▶ _SELECTED TEXT_
A recently released Guangzhou lawyer, who was detained by Chinese authorities for posting a message about the Jasmine Revolution, has broken his silence about the mistreatment during his 108 days in detention.
Liu Shihui, a civil rights lawyer from Guangzhou, hasn’t been heard from for over 3 months since his arrest on Feb. 25.
Five days previously, on Feb. 20, Liu wrote on Twitter: “I am having a date with Miss Jasmine at People’s Park in Guangzhou at 2 p.m., Feb. 20. There is nothing private about it, onlookers are welcome.”
On his way to the park Liu was apprehended and beaten by men believed to be plainclothes police. During the beating Lui’s feet were fractured, and he was sent to a hospital. From then on, the outside world lost all contact with him.
After 108 days in detention, Liu was “released on bail” on June 12 and banished to his ancestral hometown in Inner Mongolia.

(Referring expression data)
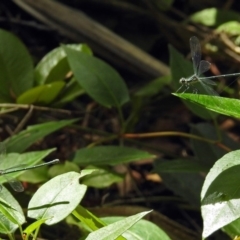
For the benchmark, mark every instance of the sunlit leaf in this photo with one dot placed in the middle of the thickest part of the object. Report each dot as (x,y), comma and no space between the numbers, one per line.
(57,198)
(221,193)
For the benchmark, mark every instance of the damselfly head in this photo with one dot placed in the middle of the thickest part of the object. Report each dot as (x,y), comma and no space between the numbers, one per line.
(183,80)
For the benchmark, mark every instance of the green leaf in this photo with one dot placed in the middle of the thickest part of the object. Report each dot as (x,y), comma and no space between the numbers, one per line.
(180,67)
(142,230)
(16,67)
(214,17)
(11,214)
(102,178)
(57,198)
(109,155)
(43,94)
(179,165)
(21,141)
(71,91)
(187,185)
(98,79)
(13,160)
(221,193)
(37,175)
(63,168)
(163,5)
(228,106)
(87,218)
(32,227)
(153,87)
(231,28)
(232,229)
(116,229)
(54,66)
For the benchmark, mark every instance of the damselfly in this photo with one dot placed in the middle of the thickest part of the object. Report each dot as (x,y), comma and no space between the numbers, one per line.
(199,67)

▶ _ASSIGNMENT 1_
In the article about the Guangzhou lawyer, where was Liu sent after being released on bail?
▶ _ASSIGNMENT 2_
Carry the article about the Guangzhou lawyer forward from its last sentence.

▶ _RESPONSE 1_
To his ancestral hometown in Inner Mongolia.

▶ _RESPONSE 2_
But on the afternoon of Aug. 21, Liu started posting messages on Twitter, talking of some of the ordeals he suffered while in jail, including torture, having his house confiscated, and his wife–a native of Vietnam–being deported.
In his first message Liu recalled the day when he was arrested. At around 2 a.m. on Feb. 25, police broke into his home after smashing in the iron door. They took away his computer, books, CDs, files, U-disk, mobile phone, the stock machine, and more.
Both he and his new Vietnamese wife were arrested.
Liu said he repeatedly pleated with the police to go easy on his wife, telling them that she is a foreigner who doesn’t speak Chinese, and asking them to show legal documents for her arrest. But they still took his wife away, saying it was in response to a “crime call.”
Liu’s wife was deported to Vietnam after being illegally held for 17 days.
Life Destroyed
After being arrested, police interrogated Liu day and night and deprived him of sleep for five continuous days. His injured left leg became swollen to twice its normal size, Liu wrote on his Twitter.
But what pained him the most was to lose his wife and his home, and the uncertainty of how his wife was being treated, he said.
“My wife was in their hands for 17 days. What happened during that time? I know nothing at all.”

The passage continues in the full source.